[Saved entries]
────────
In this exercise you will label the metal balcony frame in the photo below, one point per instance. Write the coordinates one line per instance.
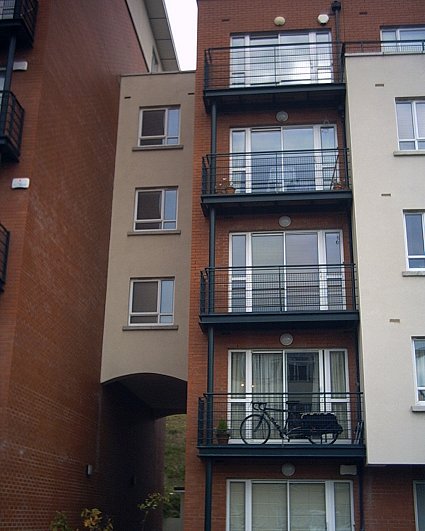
(20, 21)
(11, 125)
(4, 251)
(218, 190)
(238, 96)
(209, 413)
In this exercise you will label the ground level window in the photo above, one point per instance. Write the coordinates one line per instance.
(419, 493)
(289, 505)
(151, 301)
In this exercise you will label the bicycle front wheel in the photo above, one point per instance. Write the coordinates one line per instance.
(255, 429)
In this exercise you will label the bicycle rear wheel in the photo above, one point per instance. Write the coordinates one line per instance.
(323, 439)
(255, 429)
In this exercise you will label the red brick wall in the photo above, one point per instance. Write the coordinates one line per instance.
(51, 313)
(218, 19)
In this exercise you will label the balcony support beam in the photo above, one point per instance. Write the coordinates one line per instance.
(208, 495)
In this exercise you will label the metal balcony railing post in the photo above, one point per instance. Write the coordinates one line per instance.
(201, 421)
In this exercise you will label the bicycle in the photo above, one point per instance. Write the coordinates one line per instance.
(319, 428)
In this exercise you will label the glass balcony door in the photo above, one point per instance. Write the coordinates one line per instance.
(293, 271)
(281, 59)
(283, 159)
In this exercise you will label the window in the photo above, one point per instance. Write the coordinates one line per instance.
(285, 58)
(151, 301)
(284, 158)
(308, 381)
(288, 271)
(411, 124)
(159, 127)
(419, 495)
(415, 237)
(419, 348)
(156, 209)
(403, 39)
(321, 505)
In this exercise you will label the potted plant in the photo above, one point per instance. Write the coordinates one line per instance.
(221, 432)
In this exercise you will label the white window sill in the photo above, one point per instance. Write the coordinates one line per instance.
(151, 232)
(156, 148)
(409, 152)
(150, 327)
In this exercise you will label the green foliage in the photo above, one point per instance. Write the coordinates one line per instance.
(222, 426)
(60, 523)
(92, 519)
(151, 503)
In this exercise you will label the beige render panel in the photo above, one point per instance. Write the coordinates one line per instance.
(147, 255)
(392, 307)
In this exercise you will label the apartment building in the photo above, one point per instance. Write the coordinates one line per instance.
(305, 396)
(66, 443)
(145, 342)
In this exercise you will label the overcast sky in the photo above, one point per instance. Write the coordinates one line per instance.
(182, 15)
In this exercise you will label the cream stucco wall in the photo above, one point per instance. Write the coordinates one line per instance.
(128, 350)
(392, 306)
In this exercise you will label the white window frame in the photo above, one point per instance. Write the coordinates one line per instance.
(416, 138)
(414, 256)
(159, 315)
(415, 500)
(418, 388)
(320, 71)
(325, 384)
(319, 161)
(329, 499)
(400, 45)
(162, 220)
(324, 276)
(165, 138)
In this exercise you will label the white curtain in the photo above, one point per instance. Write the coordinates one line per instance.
(269, 507)
(342, 507)
(307, 506)
(237, 506)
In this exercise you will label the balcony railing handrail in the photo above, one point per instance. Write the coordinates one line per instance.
(210, 51)
(344, 265)
(233, 408)
(381, 45)
(280, 171)
(278, 289)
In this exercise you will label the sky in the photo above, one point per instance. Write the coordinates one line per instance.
(182, 15)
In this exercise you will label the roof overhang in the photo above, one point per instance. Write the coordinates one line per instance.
(158, 20)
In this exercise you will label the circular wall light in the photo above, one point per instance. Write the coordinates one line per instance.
(286, 339)
(282, 116)
(323, 18)
(288, 469)
(279, 21)
(285, 221)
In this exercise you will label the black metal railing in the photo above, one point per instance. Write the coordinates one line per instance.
(276, 171)
(390, 47)
(20, 11)
(4, 250)
(226, 412)
(273, 65)
(11, 124)
(278, 289)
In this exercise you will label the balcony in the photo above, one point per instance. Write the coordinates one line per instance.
(301, 425)
(271, 295)
(18, 17)
(11, 124)
(242, 76)
(272, 179)
(4, 248)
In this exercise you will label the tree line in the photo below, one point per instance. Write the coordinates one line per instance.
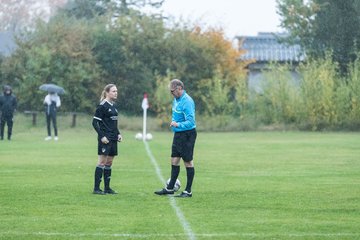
(89, 44)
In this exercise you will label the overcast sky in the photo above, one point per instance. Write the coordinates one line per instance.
(237, 17)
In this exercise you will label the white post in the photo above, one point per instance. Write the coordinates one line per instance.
(144, 123)
(145, 106)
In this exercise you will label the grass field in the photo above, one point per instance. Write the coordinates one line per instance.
(248, 185)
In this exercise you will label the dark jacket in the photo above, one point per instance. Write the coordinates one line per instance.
(8, 105)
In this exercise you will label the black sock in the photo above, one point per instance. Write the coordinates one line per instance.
(190, 173)
(98, 176)
(107, 177)
(175, 170)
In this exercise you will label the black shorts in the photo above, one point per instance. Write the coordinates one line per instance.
(183, 145)
(109, 149)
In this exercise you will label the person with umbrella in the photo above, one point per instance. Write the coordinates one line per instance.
(52, 102)
(8, 105)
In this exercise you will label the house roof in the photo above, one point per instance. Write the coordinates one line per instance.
(265, 47)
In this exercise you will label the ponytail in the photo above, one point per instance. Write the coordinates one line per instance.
(106, 90)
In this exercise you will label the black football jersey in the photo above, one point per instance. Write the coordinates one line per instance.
(106, 120)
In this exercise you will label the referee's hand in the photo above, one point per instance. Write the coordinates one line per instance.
(104, 140)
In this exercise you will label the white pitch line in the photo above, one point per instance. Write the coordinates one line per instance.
(202, 235)
(116, 235)
(178, 211)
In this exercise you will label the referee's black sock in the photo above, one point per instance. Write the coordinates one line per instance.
(98, 176)
(107, 177)
(175, 170)
(190, 173)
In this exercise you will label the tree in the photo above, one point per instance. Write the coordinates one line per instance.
(324, 25)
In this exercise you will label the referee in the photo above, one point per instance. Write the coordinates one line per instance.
(184, 127)
(105, 123)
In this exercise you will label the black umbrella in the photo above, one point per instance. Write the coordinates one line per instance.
(49, 87)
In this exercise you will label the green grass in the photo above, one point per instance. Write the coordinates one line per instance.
(248, 185)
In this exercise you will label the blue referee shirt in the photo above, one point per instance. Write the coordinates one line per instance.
(183, 112)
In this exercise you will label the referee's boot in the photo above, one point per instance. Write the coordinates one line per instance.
(165, 191)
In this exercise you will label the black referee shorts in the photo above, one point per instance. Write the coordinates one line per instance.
(109, 149)
(183, 145)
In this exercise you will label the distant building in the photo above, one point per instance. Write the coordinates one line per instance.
(265, 48)
(7, 43)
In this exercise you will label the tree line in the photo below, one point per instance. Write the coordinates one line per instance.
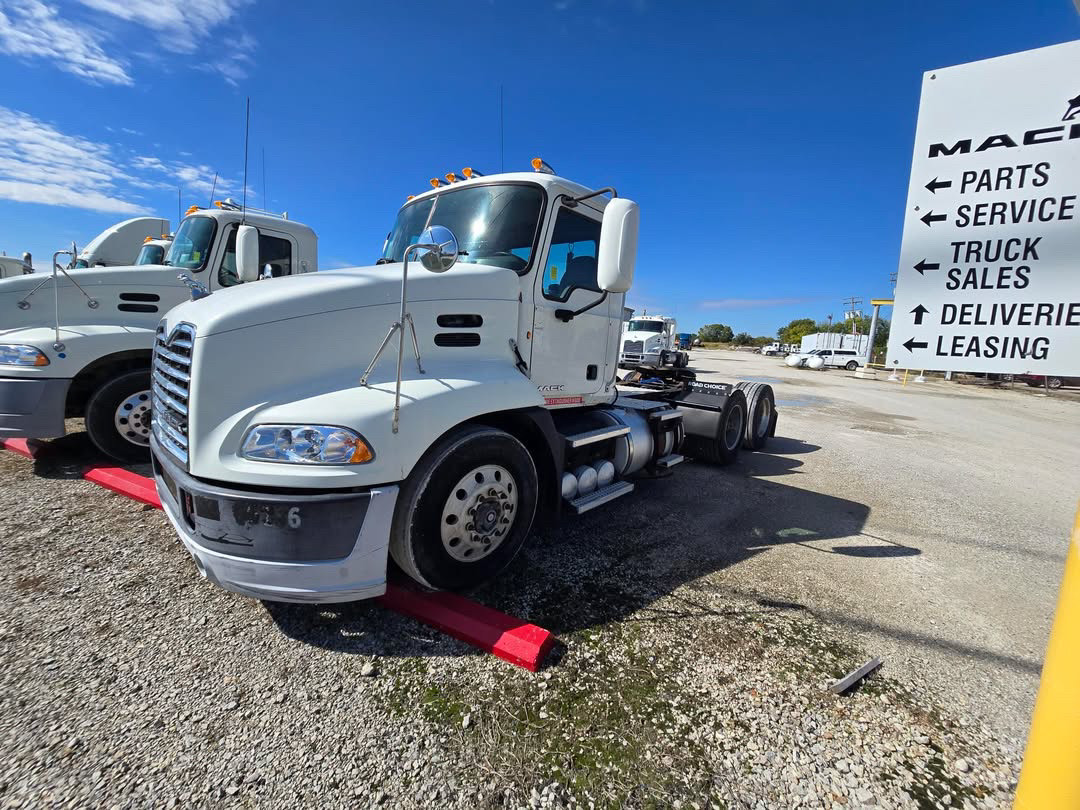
(794, 332)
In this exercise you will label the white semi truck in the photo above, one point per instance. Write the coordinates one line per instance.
(119, 244)
(79, 342)
(651, 340)
(11, 266)
(153, 251)
(296, 457)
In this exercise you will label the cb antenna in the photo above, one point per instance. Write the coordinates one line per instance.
(247, 127)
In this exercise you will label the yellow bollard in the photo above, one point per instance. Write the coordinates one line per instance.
(1050, 779)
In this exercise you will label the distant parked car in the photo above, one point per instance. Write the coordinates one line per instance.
(1054, 381)
(832, 358)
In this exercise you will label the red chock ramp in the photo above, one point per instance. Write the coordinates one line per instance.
(510, 638)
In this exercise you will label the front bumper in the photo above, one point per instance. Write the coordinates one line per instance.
(32, 408)
(318, 548)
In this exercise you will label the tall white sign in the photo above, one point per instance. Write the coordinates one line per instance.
(989, 267)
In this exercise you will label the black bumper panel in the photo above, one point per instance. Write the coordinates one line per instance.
(260, 525)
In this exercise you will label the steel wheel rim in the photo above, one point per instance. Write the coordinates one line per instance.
(732, 429)
(478, 513)
(132, 419)
(765, 418)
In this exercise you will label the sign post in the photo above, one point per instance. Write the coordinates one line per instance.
(989, 266)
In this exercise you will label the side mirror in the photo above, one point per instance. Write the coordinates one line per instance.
(618, 248)
(247, 253)
(442, 252)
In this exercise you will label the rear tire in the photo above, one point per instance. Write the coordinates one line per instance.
(724, 448)
(761, 414)
(118, 417)
(466, 510)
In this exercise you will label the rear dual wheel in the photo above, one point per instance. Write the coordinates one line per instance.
(466, 510)
(761, 414)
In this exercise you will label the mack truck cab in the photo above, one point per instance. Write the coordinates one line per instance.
(120, 244)
(78, 342)
(426, 409)
(651, 340)
(153, 251)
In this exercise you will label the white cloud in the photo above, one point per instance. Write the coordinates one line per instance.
(30, 29)
(34, 30)
(181, 23)
(40, 164)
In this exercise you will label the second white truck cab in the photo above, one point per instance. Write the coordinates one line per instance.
(153, 251)
(426, 409)
(11, 266)
(119, 244)
(79, 342)
(651, 339)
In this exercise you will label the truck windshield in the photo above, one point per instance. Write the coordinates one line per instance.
(150, 255)
(495, 225)
(646, 326)
(191, 244)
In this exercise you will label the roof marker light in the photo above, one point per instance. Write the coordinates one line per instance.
(539, 164)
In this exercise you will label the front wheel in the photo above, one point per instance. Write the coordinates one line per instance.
(118, 417)
(466, 510)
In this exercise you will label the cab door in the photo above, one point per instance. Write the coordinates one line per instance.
(569, 356)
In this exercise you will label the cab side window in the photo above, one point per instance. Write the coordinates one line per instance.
(571, 261)
(275, 252)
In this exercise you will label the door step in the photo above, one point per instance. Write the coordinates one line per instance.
(670, 460)
(602, 496)
(591, 436)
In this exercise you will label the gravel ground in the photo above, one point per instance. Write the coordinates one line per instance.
(127, 680)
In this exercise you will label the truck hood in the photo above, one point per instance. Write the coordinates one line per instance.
(334, 291)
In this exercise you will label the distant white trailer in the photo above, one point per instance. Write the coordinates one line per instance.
(835, 340)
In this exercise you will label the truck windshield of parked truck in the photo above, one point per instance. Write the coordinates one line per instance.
(191, 244)
(646, 326)
(150, 255)
(495, 225)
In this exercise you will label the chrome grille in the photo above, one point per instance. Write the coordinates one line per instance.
(171, 379)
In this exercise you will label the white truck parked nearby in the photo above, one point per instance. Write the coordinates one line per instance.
(11, 266)
(651, 339)
(79, 342)
(295, 457)
(119, 245)
(153, 251)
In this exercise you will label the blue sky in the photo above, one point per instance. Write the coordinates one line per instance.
(768, 143)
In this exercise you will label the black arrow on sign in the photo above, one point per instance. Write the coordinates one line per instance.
(935, 184)
(913, 343)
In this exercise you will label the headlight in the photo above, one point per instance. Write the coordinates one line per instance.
(22, 355)
(306, 444)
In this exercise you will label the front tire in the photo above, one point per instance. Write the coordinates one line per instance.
(466, 510)
(118, 417)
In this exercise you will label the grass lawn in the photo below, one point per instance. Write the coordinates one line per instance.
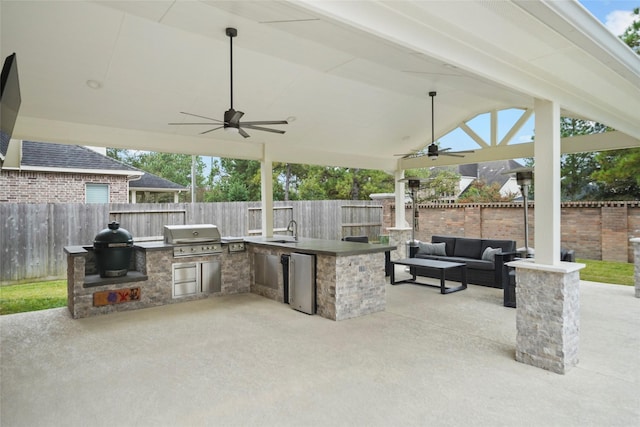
(619, 273)
(33, 296)
(44, 295)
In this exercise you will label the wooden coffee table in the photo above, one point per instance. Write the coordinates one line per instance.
(441, 266)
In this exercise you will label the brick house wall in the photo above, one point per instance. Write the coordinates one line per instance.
(56, 187)
(595, 230)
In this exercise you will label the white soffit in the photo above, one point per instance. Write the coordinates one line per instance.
(354, 75)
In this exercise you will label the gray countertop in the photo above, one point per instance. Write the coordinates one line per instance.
(320, 246)
(303, 244)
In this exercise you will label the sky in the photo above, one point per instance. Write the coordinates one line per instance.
(616, 15)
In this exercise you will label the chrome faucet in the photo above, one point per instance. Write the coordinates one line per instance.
(293, 229)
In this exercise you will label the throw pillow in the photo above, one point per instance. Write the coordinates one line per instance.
(432, 248)
(489, 254)
(425, 248)
(440, 249)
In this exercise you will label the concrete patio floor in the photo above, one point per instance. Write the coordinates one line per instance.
(429, 359)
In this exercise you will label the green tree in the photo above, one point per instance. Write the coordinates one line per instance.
(576, 168)
(481, 192)
(437, 184)
(618, 173)
(618, 177)
(173, 167)
(631, 35)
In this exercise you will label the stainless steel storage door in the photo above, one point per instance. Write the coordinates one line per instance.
(302, 283)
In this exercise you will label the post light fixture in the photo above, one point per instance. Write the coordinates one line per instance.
(524, 178)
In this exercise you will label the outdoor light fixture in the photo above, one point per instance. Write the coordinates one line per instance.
(414, 186)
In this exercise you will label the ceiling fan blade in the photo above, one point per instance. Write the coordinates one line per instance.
(266, 122)
(201, 123)
(211, 130)
(263, 129)
(202, 117)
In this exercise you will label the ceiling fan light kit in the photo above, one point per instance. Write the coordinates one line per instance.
(231, 122)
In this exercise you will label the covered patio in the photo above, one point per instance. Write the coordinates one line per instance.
(429, 359)
(352, 80)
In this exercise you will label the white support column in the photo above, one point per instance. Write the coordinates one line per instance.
(400, 214)
(401, 233)
(547, 290)
(266, 189)
(547, 182)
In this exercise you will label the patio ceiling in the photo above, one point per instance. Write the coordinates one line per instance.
(352, 77)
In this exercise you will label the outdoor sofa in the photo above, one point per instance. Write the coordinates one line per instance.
(485, 259)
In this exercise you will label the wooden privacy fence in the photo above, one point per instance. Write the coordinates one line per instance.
(32, 236)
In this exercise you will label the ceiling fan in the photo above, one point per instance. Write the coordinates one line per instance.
(231, 121)
(432, 150)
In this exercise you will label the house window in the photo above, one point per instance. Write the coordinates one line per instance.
(97, 193)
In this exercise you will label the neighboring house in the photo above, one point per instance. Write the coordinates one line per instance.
(490, 173)
(487, 172)
(152, 188)
(38, 172)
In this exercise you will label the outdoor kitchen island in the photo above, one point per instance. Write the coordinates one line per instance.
(350, 279)
(350, 276)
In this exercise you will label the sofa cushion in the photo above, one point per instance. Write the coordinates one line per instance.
(474, 264)
(468, 248)
(478, 264)
(505, 245)
(489, 253)
(432, 248)
(450, 243)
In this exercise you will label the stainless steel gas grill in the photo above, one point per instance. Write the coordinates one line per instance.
(192, 277)
(193, 240)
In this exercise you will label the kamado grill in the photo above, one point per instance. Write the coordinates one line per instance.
(193, 240)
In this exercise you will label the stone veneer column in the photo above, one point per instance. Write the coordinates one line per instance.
(548, 314)
(399, 237)
(636, 262)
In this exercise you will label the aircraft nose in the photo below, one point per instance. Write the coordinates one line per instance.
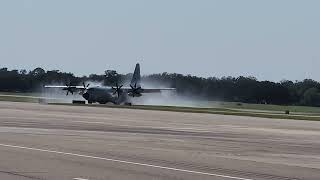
(86, 96)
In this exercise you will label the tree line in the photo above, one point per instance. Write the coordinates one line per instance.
(238, 89)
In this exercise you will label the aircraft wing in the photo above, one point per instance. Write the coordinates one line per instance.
(74, 87)
(151, 90)
(156, 90)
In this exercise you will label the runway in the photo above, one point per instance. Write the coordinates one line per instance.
────────
▸ **Exercise description**: After locating the line with "In this exercise you will label the stone", transcribe it and the rest of the data above exactly as written, without any picture.

▸ **Solved exercise**:
In this exercise you will label the stone veneer column in the photo above, one point per instance. Write the coordinates one line per instance.
(548, 314)
(399, 237)
(636, 262)
In this exercise you will label the aircraft nose in the photo below, one point per instance. Write the coordinates one line per instance.
(86, 96)
In this exercise you will label the tree line in the photo above, one point per instance. Write the coordinates one line per instance.
(238, 89)
In this exercise you will label the aircraft wing in the photo above, one point per instance. Write the coordinates one line per instance.
(74, 87)
(151, 90)
(156, 90)
In this exercise you will label the runway in the photo above, one point per instance. Write the coordinates one line per instance.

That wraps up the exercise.